Each line from the one containing "Isolate any visible djembe" through the last line of the records below is to be set down exactly; the rest stays out.

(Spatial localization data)
■ ■ ■ ■

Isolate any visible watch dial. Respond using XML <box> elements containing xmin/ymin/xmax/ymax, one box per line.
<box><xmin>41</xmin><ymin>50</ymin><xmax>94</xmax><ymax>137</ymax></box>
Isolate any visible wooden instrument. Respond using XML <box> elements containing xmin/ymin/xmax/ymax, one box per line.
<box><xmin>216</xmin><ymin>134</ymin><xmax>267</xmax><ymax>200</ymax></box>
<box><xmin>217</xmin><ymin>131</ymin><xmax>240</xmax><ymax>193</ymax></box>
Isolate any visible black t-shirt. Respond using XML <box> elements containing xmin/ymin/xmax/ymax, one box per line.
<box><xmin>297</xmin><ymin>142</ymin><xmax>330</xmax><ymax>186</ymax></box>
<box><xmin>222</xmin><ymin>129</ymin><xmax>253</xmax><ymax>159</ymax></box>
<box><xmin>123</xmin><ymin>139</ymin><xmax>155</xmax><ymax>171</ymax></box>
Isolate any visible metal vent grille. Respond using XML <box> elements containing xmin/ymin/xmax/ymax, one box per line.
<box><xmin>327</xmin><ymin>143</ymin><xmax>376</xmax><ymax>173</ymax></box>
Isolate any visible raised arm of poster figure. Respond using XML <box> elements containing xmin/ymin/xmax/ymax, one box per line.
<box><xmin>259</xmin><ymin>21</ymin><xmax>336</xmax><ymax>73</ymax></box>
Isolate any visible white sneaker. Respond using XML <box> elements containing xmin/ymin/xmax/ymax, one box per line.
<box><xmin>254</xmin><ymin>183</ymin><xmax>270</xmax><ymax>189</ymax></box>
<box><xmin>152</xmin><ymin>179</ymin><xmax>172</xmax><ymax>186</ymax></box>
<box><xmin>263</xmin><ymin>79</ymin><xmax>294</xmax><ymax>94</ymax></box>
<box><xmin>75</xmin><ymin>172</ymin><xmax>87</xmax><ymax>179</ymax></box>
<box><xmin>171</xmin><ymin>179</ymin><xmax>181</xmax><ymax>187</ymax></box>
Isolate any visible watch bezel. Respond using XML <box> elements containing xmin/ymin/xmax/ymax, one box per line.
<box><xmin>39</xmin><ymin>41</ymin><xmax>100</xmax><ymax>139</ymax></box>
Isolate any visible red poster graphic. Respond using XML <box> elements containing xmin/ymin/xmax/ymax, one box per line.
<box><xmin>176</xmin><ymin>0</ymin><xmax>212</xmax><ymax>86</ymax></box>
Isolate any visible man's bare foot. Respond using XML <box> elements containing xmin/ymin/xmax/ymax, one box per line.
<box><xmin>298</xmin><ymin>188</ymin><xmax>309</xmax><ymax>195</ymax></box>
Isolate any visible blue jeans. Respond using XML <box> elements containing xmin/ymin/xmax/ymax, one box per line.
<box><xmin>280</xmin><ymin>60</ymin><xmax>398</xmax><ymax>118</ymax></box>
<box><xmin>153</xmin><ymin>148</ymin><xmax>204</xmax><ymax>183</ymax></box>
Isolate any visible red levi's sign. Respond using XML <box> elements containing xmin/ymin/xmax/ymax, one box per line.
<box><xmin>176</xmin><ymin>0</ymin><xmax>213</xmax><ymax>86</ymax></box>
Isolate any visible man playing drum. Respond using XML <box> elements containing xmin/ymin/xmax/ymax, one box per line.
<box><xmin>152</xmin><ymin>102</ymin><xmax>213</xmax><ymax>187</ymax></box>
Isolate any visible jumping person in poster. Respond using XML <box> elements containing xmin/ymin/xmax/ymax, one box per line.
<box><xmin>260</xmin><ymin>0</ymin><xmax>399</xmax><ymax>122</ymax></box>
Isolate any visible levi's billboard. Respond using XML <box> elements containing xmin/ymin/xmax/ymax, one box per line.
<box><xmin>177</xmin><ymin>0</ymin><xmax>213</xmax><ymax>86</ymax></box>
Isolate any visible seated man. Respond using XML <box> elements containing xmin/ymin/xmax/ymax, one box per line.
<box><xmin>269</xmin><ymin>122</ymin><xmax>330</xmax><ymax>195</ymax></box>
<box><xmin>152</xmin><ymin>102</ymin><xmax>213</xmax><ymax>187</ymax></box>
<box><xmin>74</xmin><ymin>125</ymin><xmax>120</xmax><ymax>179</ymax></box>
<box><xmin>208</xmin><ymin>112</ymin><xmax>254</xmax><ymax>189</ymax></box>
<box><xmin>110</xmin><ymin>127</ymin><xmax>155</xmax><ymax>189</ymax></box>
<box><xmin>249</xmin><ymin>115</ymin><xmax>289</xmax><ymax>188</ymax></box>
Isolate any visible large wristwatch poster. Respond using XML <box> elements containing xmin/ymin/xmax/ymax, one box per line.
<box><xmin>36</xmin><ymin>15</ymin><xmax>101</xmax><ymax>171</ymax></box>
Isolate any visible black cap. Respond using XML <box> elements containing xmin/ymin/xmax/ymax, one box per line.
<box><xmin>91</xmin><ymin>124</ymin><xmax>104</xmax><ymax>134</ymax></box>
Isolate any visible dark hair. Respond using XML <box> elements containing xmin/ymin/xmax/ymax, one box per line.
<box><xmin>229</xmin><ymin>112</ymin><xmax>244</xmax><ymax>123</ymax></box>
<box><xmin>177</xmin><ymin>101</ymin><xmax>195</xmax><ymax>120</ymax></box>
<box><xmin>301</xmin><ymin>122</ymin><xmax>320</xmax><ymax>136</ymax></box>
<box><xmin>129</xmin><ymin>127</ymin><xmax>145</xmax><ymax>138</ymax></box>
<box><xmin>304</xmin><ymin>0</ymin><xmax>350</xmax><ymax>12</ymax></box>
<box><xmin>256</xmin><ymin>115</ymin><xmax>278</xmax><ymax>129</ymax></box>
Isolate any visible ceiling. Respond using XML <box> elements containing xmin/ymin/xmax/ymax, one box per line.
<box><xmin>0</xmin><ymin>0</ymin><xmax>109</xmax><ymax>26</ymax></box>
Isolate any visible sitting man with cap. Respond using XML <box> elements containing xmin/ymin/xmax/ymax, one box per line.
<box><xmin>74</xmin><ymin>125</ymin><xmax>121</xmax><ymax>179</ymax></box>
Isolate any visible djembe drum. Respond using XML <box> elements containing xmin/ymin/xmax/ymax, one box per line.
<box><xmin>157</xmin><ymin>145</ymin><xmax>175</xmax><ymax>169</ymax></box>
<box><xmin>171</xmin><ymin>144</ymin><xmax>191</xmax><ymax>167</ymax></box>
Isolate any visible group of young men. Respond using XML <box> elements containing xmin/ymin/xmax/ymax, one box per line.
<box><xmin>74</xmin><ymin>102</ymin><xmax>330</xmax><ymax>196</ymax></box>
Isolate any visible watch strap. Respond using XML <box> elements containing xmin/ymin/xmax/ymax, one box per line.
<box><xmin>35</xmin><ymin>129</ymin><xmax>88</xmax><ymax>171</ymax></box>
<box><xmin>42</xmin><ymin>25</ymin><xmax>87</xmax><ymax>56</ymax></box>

■ ■ ■ ■

> [Solved problem]:
Isolate any visible djembe drum. Respond using XML <box> elements containing xmin/ymin/xmax/ymax, one box per line.
<box><xmin>157</xmin><ymin>145</ymin><xmax>175</xmax><ymax>169</ymax></box>
<box><xmin>171</xmin><ymin>144</ymin><xmax>191</xmax><ymax>167</ymax></box>
Isolate any visible group of young men. Respond using XML <box> elements containing xmin/ymin/xmax/ymax, one box per line.
<box><xmin>74</xmin><ymin>102</ymin><xmax>330</xmax><ymax>196</ymax></box>
Isolate any visible watch strap. Respond using XML <box> elements containing xmin/ymin/xmax/ymax, one box per line.
<box><xmin>35</xmin><ymin>129</ymin><xmax>88</xmax><ymax>171</ymax></box>
<box><xmin>42</xmin><ymin>25</ymin><xmax>87</xmax><ymax>56</ymax></box>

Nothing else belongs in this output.